● **SUPPLIED TEXT**:
Great Beginnings: Screengrab's Favorite Opening Scenes Of All Time! (Part Two)

Posted by Andrew Osborne

MULHOLLAND DRIVE (2001)





David Lynch has never been what you’d call a mainstream director -- his last feature film, if I recall correctly, began with him videotaping old Polish factories -- but despite his reputation as an artsy iconoclast, he’s also got a streak of razzle-dazzle showmanship and the ability to hook an audience like nobody’s business when he puts his transcendental mind to it. Perhaps owing to the relatively commercial nature of the film’s origin as a pilot for ABC (infamously ordered and then canceled by network muttonheads for being too “Lynchian”), Mulholland Drive kicks off with a psychedelic jitterbug scene that gets the adrenalin pumping like any good overture, then moves into an opening sequence freighted with intrigue, atmosphere and dramatic possibility like a master class in cinematic storytelling: a beautiful woman in a limousine at night...a man with a gun about to kill her...a doomed car full of hedonistic teenagers screaming towards them, and then...CRASH!  The man with the gun is killed, the beautiful woman staggers off into the Los Angeles night, her memory obliterated...and I’m ready and willing to follow Lynch wherever he wants to go. (AO)

BOOGIE NIGHTS (1997)

● **DATASET ROWS**:
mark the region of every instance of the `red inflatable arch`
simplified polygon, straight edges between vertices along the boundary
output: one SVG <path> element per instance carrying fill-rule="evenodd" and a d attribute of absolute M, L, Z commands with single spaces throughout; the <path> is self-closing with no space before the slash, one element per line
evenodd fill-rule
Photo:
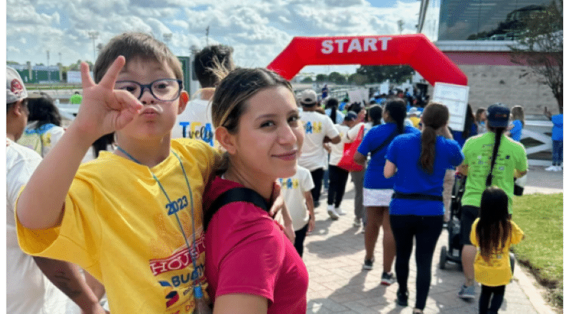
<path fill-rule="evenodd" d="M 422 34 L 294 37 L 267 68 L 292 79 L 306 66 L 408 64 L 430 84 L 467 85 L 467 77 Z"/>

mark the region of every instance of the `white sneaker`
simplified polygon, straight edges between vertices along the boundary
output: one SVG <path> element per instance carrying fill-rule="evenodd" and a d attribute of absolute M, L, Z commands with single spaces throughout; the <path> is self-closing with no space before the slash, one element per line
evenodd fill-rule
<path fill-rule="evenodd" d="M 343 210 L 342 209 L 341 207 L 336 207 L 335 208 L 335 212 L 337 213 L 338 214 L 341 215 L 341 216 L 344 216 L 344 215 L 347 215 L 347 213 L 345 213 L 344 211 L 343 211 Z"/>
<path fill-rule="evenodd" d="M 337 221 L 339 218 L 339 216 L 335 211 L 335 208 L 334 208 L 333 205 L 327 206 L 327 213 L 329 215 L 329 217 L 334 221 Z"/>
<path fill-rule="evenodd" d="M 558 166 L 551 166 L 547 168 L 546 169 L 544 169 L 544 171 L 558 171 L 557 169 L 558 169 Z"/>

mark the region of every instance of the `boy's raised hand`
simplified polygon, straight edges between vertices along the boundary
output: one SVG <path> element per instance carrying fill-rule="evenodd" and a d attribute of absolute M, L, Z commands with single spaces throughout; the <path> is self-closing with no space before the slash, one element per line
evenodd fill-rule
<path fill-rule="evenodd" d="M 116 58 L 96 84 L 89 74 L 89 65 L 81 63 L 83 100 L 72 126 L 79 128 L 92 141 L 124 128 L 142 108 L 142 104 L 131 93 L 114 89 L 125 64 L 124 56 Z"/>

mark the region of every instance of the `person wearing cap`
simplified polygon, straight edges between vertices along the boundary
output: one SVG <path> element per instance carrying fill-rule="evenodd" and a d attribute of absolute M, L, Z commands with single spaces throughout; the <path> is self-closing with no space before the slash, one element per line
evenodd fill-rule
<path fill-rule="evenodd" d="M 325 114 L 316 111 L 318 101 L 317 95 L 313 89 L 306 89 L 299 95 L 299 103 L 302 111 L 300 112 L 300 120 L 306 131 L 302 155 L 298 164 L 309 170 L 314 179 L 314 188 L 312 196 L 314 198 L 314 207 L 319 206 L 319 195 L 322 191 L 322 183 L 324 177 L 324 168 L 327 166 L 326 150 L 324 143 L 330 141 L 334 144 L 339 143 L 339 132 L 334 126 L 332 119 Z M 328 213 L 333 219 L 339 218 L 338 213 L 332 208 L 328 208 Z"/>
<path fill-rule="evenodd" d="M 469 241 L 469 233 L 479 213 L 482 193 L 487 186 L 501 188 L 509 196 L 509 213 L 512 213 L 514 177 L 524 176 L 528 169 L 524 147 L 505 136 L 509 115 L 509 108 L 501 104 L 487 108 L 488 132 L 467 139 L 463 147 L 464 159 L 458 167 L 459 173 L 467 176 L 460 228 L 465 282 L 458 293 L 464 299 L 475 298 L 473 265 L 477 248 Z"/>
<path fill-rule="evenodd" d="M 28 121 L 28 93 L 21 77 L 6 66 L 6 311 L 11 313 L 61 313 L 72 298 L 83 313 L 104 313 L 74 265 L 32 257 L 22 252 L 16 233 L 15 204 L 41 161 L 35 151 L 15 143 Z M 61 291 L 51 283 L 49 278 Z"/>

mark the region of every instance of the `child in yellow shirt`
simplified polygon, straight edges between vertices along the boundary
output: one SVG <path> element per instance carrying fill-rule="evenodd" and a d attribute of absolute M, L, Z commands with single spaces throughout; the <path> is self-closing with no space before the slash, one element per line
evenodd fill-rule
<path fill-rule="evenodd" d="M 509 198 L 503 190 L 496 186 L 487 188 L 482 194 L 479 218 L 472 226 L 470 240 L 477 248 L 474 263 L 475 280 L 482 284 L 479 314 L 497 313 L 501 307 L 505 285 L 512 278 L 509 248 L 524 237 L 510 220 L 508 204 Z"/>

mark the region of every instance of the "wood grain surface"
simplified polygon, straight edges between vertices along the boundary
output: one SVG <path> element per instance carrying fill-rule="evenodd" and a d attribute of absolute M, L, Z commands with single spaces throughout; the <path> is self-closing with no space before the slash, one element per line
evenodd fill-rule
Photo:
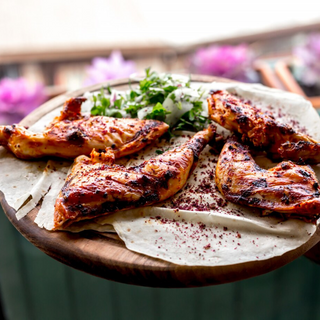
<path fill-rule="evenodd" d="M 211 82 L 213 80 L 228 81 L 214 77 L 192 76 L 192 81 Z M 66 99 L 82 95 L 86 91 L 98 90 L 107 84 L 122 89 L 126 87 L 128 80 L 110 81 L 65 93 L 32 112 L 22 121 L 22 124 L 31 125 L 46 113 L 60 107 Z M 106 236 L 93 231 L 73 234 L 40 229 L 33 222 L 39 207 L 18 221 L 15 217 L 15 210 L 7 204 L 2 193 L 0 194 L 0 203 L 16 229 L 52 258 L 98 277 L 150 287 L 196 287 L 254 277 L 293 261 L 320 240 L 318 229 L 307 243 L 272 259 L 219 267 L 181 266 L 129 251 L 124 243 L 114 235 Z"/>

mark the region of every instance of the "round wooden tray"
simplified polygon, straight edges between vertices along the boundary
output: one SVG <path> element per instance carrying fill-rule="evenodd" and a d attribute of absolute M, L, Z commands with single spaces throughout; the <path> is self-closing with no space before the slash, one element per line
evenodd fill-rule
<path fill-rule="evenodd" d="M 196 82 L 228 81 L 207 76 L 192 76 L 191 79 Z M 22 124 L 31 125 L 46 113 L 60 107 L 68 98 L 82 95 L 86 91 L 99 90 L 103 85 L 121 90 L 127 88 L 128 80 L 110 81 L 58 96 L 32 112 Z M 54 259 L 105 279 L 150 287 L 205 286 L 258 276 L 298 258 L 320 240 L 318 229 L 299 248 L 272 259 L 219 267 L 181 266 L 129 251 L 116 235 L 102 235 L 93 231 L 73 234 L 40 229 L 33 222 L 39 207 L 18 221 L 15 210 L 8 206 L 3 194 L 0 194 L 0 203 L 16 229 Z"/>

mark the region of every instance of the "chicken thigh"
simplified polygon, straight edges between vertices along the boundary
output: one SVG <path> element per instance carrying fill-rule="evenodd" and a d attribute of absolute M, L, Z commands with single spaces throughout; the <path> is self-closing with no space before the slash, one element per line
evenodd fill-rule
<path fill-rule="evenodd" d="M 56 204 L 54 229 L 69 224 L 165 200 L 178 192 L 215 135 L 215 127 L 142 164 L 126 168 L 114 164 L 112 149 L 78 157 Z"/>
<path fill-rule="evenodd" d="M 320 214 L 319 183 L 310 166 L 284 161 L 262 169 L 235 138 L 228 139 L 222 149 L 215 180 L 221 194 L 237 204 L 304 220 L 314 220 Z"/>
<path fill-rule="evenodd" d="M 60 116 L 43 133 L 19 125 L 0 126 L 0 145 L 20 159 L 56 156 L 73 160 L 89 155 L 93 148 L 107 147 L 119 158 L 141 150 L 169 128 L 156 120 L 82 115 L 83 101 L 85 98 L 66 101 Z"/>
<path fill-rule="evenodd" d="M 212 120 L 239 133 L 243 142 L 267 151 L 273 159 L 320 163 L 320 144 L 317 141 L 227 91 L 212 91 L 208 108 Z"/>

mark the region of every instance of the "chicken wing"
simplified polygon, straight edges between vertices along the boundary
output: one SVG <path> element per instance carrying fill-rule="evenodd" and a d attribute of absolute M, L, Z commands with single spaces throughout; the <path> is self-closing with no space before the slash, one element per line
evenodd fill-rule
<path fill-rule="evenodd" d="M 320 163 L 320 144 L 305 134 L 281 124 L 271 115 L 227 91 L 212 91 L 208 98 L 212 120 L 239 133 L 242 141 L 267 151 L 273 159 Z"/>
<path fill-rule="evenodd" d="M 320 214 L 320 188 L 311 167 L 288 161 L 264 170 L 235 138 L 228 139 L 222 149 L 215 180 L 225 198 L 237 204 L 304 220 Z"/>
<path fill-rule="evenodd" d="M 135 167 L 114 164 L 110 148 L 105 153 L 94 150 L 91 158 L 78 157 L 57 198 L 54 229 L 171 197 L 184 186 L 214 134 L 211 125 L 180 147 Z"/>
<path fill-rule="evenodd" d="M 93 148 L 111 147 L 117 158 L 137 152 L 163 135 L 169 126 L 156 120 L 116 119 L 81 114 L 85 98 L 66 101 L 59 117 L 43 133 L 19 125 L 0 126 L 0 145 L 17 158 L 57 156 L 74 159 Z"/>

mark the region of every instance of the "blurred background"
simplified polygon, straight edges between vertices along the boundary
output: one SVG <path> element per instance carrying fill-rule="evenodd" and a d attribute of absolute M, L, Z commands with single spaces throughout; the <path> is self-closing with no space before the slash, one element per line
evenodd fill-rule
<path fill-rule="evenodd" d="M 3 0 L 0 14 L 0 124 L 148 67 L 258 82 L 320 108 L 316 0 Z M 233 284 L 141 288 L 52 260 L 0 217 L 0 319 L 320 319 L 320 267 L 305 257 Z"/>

...

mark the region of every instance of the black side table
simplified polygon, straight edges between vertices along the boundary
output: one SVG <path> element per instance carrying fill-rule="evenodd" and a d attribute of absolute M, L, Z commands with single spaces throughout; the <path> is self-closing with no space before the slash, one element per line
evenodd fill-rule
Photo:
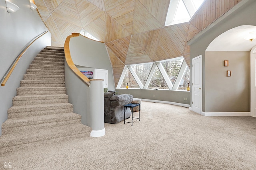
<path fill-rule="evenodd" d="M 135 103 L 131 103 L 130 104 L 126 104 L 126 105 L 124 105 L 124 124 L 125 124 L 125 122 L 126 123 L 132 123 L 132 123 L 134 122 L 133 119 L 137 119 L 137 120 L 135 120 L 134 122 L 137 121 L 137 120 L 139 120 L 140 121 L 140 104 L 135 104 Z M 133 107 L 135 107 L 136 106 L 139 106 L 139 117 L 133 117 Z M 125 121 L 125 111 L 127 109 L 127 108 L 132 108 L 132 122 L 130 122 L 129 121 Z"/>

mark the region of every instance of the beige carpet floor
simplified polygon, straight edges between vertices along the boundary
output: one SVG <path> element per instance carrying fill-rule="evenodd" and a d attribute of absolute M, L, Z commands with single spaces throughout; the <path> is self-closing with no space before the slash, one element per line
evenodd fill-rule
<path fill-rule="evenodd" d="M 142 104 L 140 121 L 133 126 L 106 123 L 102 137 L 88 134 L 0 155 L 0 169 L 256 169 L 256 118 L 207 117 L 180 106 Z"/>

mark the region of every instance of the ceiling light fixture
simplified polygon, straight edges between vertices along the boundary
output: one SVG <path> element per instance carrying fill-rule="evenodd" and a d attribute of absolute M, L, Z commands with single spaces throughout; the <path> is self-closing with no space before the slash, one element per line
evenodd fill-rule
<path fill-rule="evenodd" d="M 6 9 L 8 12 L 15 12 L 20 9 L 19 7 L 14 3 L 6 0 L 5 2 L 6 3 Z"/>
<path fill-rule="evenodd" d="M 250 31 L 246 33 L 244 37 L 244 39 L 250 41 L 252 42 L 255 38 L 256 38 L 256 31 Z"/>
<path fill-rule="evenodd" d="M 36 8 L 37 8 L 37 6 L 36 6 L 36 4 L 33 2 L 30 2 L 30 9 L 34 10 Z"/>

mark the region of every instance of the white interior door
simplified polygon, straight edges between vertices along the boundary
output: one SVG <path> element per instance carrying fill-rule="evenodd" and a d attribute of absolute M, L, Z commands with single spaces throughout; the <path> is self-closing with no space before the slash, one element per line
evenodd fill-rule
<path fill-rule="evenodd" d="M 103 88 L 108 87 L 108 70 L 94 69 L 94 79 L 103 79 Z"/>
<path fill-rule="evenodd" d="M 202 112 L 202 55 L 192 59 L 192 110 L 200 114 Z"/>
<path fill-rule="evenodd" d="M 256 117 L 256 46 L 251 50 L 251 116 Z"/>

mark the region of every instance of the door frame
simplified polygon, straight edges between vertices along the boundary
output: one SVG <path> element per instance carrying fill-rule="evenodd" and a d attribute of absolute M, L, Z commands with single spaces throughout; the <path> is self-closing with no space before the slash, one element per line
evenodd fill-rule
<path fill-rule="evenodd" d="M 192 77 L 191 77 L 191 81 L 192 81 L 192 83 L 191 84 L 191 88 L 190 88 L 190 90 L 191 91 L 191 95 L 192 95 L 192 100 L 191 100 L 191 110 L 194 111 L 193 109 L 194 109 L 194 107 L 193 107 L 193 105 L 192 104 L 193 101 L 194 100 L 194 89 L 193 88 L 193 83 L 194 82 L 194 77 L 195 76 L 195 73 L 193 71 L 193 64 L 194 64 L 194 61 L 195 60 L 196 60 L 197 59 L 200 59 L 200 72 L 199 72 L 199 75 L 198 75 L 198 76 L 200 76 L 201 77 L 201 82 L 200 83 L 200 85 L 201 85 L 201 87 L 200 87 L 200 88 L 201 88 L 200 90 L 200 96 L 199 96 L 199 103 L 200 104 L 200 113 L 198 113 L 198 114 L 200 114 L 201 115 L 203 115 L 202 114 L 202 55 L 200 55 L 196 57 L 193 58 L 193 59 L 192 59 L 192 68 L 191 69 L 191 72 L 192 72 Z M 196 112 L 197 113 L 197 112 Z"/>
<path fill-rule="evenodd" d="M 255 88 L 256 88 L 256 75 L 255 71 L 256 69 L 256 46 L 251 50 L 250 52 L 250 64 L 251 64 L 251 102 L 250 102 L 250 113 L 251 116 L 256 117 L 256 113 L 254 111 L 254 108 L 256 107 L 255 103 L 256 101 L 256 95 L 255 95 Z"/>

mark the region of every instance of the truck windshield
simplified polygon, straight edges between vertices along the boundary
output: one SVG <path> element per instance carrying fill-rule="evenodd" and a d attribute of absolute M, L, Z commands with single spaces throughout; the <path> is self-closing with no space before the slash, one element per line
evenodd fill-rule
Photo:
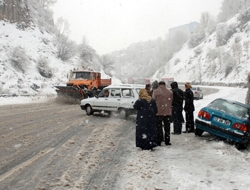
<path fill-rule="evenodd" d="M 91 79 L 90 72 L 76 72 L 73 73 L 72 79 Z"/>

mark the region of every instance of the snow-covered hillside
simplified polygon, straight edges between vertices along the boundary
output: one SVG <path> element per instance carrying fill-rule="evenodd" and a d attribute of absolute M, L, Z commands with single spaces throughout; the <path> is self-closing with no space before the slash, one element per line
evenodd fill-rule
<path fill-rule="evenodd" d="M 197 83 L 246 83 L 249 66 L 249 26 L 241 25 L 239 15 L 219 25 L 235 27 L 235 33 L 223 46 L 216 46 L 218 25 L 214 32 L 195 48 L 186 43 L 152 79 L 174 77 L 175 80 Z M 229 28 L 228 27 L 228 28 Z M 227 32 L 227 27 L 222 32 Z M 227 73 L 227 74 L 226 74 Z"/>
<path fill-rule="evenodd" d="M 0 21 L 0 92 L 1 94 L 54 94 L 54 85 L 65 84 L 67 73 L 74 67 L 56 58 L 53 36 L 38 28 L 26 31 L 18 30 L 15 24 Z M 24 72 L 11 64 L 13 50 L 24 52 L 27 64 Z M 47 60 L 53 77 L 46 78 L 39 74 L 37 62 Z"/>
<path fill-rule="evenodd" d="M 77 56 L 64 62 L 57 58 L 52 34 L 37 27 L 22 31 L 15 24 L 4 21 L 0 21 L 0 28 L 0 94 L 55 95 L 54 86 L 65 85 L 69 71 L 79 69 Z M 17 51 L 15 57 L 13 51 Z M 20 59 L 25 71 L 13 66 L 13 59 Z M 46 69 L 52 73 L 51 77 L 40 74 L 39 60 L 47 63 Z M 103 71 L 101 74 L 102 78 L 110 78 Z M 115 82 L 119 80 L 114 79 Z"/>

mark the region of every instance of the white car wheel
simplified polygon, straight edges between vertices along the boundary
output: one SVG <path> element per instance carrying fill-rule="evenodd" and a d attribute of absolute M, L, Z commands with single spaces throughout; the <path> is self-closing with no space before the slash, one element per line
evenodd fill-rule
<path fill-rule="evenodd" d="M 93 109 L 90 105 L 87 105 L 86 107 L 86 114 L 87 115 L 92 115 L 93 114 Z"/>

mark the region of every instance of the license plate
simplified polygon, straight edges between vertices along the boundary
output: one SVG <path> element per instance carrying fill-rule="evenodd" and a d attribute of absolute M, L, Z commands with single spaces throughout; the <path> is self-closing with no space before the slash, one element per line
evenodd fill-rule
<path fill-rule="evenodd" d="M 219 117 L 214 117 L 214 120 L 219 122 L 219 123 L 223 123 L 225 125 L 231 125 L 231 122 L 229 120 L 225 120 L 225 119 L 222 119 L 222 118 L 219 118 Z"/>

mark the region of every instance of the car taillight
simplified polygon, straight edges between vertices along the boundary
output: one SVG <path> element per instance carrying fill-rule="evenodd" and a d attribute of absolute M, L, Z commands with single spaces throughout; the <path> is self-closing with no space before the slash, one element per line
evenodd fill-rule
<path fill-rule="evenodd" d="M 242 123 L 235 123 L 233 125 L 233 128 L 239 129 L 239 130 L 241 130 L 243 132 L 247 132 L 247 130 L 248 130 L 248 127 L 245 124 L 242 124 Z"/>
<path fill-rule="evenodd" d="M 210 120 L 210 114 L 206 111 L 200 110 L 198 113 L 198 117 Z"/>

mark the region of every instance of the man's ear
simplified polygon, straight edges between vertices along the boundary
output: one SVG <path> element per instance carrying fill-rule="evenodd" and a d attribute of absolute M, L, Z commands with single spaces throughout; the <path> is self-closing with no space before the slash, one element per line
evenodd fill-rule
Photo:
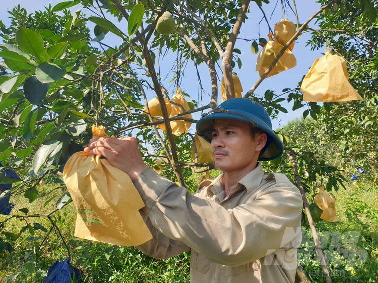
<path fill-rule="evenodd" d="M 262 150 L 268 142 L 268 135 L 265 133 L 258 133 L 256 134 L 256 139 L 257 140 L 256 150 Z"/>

● **SET PROBLEM 1**:
Using the Mulholland Drive passage, decide whether each statement agrees with it, answering yes or no and quoting the deciding words: (a) Mulholland Drive started as a pilot for ABC; (b) in the opening sequence, the beautiful woman is killed in the crash; (c) the post describes David Lynch as a mainstream director.
● **SET PROBLEM 2**:
Pull out every line of the records that contains the string "chicken".

● **EXERCISE ANSWER 1**:
(a) Yes: "the film’s origin as a pilot for ABC"
(b) No: "The man with the gun is killed, the beautiful woman staggers off into the Los Angeles night"
(c) No: "David Lynch has never been what you’d call a mainstream director"

● **EXERCISE ANSWER 2**:
mark the region of every instance of the "chicken thigh"
mark the region of every instance of the "chicken wing"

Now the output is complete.